Data excerpts —
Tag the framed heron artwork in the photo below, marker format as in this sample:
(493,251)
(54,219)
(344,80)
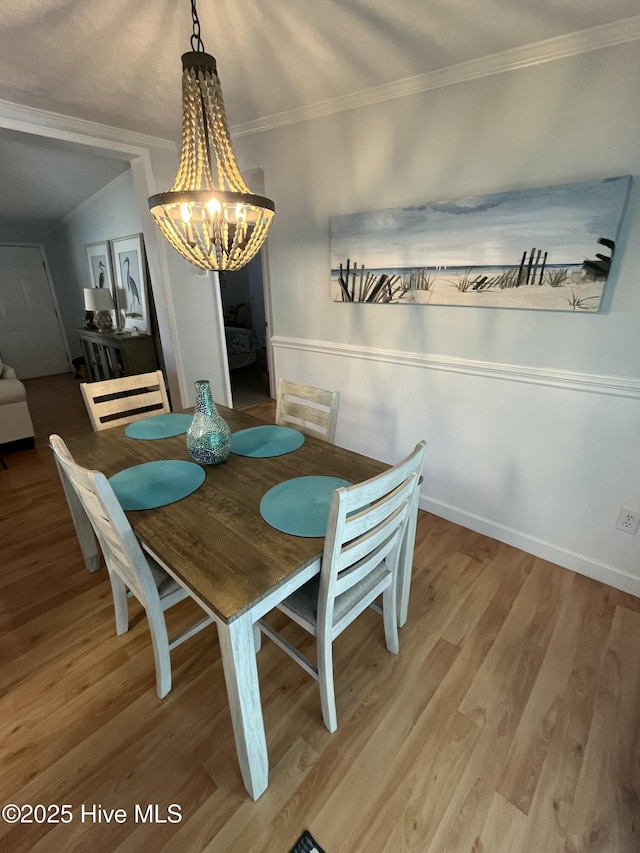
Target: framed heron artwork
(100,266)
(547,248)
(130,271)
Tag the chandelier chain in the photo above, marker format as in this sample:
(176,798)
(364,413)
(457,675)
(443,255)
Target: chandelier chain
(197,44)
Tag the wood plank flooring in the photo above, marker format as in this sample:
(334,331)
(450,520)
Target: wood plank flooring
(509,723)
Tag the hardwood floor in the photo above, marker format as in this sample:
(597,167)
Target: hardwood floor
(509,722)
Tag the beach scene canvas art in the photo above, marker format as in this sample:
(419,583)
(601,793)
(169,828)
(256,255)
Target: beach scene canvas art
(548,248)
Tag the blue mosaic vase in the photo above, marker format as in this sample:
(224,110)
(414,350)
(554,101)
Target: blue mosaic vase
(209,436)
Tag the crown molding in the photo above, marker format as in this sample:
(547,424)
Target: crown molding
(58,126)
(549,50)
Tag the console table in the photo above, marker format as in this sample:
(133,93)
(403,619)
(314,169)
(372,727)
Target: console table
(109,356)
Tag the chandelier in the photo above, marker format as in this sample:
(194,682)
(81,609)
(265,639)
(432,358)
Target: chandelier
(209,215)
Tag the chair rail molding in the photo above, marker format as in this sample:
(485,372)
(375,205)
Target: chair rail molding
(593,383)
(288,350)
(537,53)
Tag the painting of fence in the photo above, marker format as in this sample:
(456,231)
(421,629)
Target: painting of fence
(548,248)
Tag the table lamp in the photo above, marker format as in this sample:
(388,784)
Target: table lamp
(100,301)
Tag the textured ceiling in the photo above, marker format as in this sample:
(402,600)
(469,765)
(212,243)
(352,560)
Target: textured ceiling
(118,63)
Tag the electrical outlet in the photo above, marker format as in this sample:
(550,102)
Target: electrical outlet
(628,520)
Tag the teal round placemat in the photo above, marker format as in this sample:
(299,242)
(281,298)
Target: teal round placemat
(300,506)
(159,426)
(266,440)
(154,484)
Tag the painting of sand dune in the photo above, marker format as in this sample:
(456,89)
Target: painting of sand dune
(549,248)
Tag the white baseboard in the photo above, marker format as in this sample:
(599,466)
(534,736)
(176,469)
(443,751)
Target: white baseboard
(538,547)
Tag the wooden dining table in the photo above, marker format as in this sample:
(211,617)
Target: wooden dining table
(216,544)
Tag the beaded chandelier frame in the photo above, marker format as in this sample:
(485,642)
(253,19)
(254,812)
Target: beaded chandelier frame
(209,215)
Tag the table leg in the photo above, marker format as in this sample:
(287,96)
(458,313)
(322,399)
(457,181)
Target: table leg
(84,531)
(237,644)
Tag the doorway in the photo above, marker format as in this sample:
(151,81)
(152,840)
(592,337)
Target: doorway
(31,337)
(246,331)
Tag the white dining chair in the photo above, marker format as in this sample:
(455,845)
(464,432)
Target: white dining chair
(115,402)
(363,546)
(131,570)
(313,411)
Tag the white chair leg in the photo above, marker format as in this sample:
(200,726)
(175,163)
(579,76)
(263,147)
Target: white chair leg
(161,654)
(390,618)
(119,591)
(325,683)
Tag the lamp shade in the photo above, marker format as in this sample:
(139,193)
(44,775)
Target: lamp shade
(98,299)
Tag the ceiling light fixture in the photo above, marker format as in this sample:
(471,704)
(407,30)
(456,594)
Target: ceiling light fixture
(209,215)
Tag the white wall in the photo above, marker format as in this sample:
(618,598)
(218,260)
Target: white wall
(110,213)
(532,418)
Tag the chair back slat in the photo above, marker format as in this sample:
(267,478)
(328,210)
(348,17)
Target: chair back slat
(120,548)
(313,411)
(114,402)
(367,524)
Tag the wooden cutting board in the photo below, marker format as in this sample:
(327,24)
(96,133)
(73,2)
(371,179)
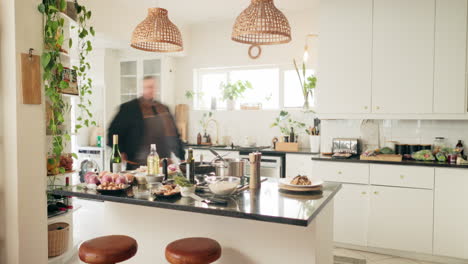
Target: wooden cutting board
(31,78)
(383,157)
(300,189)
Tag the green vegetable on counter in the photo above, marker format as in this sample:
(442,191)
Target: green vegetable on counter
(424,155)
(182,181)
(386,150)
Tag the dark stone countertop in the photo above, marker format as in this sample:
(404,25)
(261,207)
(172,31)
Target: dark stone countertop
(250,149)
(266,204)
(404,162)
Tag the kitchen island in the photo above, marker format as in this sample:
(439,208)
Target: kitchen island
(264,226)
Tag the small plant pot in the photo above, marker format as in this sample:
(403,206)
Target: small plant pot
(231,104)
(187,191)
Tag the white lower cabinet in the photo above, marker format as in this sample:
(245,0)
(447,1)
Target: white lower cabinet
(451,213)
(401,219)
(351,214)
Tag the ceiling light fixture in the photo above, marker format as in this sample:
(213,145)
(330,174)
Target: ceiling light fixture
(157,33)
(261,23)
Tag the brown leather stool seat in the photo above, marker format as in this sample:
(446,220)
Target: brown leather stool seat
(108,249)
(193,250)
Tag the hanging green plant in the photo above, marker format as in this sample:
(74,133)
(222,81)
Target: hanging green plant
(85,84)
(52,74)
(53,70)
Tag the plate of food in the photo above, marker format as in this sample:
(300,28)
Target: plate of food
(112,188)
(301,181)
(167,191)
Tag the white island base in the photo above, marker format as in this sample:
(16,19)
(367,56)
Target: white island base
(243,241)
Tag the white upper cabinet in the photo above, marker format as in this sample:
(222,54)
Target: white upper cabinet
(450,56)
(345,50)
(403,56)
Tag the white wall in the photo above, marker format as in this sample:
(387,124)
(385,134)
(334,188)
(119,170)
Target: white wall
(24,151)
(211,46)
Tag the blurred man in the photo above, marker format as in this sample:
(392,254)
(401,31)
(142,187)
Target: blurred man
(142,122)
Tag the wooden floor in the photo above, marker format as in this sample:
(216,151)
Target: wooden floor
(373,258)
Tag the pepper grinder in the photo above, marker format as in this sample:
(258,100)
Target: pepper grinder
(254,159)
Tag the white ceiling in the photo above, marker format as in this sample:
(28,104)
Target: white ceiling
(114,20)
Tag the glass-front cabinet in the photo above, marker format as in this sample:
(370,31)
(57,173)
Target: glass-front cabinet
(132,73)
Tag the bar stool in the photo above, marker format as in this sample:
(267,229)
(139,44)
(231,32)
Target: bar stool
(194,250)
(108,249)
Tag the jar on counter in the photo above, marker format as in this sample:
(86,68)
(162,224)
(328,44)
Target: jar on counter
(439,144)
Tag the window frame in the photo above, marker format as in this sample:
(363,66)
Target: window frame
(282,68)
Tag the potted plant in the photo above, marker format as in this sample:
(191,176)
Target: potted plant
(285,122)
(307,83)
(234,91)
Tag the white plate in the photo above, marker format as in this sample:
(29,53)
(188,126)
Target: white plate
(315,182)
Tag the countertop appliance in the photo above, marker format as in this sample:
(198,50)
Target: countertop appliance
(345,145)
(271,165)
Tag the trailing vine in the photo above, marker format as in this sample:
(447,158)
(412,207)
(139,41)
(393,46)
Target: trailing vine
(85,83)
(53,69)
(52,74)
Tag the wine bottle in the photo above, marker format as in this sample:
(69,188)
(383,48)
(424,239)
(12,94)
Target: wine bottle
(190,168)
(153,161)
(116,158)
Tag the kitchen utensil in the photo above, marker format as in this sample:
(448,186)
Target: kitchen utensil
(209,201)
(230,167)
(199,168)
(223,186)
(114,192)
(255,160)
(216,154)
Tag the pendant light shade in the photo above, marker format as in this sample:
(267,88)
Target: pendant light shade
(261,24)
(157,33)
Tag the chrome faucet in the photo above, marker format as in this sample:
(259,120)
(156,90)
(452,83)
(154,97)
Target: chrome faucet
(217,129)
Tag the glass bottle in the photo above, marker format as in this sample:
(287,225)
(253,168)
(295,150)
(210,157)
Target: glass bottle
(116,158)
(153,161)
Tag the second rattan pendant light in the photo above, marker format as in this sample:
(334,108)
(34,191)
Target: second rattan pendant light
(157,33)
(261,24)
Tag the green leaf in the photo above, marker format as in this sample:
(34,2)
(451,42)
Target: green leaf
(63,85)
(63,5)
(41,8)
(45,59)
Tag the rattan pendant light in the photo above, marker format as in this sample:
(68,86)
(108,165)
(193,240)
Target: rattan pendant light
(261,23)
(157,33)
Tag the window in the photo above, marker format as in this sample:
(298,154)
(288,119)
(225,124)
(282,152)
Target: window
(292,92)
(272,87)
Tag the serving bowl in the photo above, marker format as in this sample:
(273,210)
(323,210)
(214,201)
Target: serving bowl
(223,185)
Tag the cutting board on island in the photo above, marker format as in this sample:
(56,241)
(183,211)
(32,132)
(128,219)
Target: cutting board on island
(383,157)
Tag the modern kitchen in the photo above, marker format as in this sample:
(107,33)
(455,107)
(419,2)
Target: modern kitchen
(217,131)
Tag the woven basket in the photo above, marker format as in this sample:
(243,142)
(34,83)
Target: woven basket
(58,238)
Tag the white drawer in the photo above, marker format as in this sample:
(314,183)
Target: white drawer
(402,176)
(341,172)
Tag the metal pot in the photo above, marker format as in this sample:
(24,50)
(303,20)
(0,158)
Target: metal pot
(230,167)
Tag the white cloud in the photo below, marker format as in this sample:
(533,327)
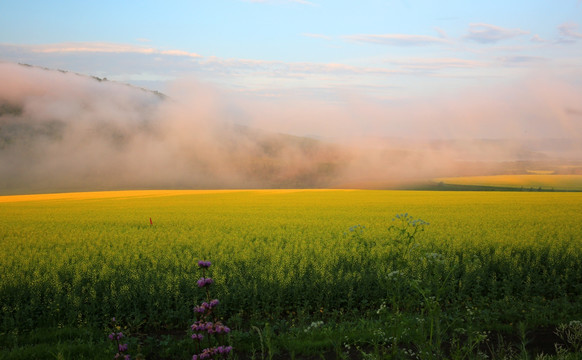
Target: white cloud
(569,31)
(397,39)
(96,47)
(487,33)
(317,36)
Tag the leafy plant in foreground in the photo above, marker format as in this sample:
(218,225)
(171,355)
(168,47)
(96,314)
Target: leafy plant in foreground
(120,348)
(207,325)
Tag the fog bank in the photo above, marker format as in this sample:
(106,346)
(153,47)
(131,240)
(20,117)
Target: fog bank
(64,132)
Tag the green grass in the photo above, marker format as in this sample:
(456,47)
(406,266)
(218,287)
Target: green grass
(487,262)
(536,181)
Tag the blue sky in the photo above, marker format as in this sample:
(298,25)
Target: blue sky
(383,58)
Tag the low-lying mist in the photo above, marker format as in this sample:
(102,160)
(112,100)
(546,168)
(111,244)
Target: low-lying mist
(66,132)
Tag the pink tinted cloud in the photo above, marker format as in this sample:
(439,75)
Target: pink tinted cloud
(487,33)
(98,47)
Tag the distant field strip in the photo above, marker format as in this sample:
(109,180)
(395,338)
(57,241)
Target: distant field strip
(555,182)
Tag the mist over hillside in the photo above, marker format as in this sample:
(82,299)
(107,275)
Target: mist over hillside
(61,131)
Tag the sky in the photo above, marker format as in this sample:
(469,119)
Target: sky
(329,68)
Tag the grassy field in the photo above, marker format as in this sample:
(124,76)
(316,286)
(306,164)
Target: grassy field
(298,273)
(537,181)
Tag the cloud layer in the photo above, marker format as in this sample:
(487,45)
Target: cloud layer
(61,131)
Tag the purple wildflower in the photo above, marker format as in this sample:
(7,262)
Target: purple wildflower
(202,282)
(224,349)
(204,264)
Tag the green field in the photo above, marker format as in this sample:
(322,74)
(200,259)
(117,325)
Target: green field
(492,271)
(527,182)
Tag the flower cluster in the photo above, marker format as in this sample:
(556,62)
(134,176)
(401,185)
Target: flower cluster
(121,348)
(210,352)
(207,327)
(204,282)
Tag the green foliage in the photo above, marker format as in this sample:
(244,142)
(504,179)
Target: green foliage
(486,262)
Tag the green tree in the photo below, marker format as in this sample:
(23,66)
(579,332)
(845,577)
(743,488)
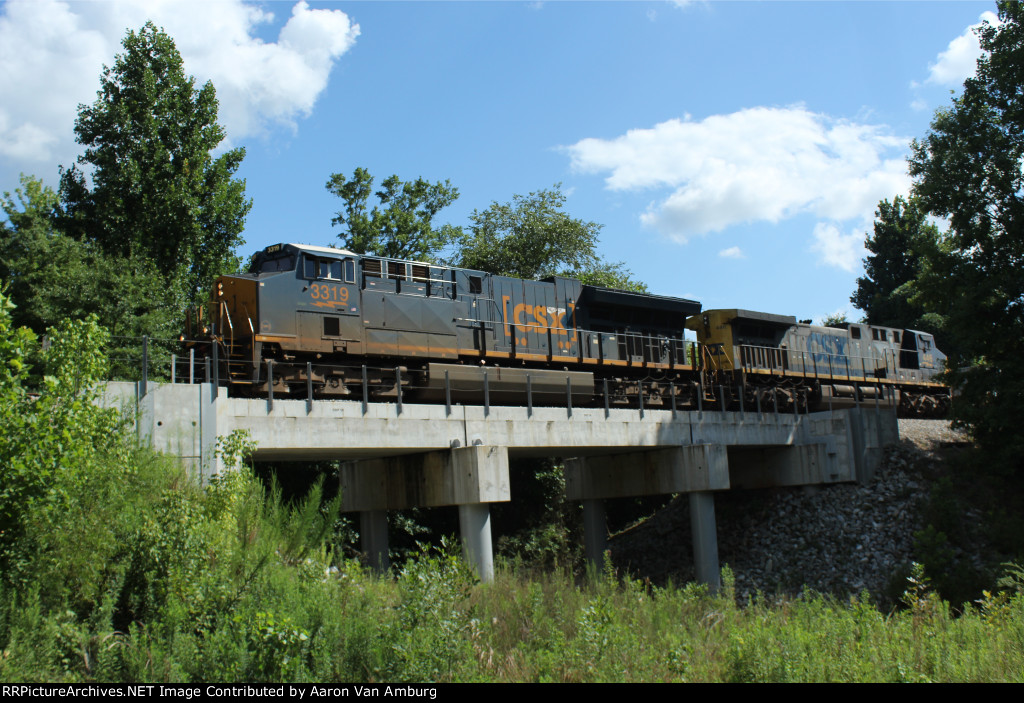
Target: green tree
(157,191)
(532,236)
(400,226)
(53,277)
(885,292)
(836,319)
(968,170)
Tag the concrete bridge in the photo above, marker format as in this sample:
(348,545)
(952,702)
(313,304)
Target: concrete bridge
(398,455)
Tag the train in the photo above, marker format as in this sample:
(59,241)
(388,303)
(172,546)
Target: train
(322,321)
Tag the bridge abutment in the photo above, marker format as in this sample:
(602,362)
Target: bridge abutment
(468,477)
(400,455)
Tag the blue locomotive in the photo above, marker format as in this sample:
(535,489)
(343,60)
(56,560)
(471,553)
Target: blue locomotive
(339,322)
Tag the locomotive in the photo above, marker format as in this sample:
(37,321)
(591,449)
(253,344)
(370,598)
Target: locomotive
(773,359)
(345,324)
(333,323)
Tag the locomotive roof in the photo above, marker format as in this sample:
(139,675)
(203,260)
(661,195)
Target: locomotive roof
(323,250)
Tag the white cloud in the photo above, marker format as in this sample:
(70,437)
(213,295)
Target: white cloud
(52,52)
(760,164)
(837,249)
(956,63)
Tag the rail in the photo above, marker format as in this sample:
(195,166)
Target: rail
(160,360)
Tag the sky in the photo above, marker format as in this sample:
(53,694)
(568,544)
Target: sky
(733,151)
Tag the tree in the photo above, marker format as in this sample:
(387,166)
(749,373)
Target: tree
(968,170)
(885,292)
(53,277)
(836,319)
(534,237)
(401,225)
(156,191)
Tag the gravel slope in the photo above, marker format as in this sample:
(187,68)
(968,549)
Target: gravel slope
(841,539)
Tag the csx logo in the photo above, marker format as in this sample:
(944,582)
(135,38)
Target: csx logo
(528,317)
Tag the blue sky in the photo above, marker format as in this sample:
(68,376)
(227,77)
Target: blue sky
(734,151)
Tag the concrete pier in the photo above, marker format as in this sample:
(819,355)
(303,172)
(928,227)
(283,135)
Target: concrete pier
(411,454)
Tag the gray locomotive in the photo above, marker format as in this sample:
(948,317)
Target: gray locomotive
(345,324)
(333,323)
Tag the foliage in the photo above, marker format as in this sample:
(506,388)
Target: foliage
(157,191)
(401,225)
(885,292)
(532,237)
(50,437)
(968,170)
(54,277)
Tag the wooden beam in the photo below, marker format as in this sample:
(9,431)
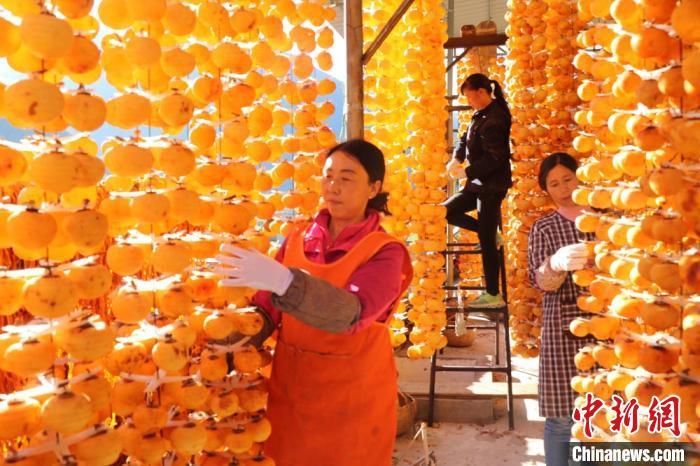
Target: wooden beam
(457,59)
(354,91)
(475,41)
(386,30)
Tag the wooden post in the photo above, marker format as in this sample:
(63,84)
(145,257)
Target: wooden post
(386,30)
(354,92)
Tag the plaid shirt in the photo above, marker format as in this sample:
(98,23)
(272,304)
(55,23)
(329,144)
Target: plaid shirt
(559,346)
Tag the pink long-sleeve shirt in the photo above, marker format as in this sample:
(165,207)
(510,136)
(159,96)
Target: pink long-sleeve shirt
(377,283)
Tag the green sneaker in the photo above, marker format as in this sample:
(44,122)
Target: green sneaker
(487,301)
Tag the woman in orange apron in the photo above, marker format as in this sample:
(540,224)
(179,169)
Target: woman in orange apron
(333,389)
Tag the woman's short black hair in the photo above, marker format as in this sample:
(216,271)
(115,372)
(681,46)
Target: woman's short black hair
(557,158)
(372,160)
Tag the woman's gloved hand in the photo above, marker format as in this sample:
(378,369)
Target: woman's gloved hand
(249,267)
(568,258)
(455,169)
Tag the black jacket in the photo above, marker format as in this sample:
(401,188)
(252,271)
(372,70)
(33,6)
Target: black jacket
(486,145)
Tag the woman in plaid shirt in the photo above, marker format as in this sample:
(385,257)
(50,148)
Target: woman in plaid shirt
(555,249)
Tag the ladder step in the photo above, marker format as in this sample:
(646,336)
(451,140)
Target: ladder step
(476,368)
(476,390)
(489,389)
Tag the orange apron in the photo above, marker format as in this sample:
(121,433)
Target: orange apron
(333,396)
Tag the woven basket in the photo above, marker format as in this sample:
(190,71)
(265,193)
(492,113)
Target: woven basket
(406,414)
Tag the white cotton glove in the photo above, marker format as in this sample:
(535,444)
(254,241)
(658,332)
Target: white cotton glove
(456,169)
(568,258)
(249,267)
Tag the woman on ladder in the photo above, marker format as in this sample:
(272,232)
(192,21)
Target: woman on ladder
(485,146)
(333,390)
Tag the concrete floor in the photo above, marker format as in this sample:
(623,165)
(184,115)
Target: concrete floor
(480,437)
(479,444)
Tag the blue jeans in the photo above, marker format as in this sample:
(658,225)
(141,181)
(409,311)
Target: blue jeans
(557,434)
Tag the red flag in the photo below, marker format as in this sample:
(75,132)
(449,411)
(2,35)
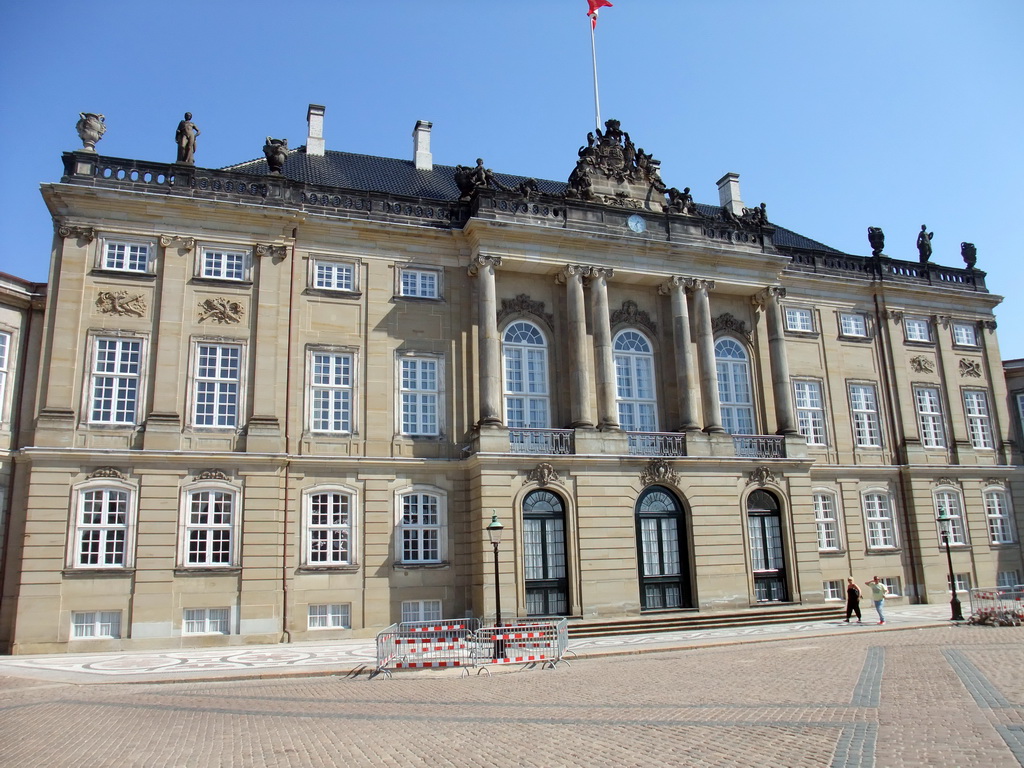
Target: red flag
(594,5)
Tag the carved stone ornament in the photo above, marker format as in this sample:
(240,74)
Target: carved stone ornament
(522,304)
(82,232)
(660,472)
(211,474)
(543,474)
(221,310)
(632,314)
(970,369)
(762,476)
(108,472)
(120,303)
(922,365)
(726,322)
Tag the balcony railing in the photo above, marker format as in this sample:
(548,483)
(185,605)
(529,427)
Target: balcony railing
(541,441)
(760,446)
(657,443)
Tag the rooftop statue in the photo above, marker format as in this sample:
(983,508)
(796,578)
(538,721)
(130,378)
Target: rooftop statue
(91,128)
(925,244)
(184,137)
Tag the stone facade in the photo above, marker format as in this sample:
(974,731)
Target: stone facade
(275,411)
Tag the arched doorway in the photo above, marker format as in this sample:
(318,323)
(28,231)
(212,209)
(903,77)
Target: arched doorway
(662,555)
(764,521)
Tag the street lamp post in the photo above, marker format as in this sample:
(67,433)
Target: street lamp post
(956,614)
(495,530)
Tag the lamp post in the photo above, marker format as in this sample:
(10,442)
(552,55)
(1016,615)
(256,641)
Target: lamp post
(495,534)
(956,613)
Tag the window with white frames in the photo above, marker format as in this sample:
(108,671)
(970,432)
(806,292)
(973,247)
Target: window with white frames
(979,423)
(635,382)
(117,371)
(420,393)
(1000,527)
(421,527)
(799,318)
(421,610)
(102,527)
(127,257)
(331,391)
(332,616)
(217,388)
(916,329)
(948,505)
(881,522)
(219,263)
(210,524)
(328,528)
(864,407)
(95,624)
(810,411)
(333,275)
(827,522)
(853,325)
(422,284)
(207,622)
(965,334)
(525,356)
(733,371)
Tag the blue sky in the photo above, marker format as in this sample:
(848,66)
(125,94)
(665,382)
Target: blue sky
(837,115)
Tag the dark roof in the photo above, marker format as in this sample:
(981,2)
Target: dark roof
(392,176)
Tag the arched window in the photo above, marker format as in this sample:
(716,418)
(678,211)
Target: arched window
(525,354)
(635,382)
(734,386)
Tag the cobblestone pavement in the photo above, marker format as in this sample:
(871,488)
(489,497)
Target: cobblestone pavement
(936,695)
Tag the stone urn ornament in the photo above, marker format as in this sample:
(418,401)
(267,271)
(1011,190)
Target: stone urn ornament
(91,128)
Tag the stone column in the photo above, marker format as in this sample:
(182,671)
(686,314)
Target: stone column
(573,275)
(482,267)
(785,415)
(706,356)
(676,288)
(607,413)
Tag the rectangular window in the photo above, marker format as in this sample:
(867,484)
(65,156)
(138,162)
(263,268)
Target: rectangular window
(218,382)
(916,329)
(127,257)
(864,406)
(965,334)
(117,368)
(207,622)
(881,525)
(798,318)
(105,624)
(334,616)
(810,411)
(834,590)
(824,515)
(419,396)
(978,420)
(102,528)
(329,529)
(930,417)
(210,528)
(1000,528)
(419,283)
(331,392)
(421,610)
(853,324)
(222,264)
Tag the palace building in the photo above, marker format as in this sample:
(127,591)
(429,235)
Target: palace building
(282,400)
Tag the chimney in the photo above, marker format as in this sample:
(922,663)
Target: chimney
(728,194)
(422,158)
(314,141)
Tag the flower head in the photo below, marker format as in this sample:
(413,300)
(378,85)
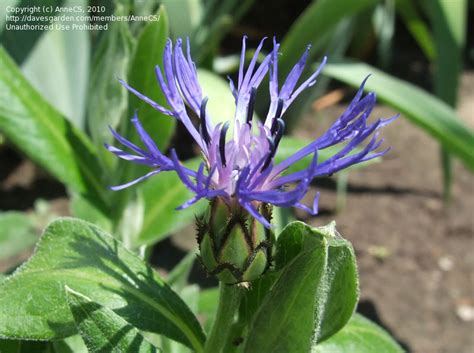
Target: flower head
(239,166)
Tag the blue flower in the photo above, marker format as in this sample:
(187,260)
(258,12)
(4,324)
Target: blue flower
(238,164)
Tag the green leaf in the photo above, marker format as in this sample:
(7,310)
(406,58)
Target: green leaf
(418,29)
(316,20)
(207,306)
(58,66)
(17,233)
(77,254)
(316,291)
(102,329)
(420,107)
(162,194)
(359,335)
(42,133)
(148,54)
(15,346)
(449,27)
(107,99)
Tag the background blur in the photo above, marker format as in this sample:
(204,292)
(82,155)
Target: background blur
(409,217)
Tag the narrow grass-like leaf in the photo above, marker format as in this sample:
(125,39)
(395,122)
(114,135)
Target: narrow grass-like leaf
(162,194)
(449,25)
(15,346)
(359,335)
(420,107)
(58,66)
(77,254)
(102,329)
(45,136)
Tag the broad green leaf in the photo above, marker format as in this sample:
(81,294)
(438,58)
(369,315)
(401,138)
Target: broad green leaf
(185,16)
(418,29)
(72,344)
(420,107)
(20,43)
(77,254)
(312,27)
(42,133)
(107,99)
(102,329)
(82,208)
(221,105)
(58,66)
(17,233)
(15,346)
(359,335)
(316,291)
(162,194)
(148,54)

Work request — From the records above, show each line that contains the word "below".

Solution to this exercise —
Tag the framed heron artwork in the photo below, marker format as in this sample:
Tag the wooden cutting board in the photo below, marker format as in this sample:
Tag the white cloud in the photo below, marker format as in this sample:
Tag the green tree in the photo below, marker format as in this sample:
Tag the wooden beam in the photo below, marker format as in this sample:
Tag the red flag in the photo below, marker format as in this sample:
Tag the flower head in the photo below, marker format as in this sample:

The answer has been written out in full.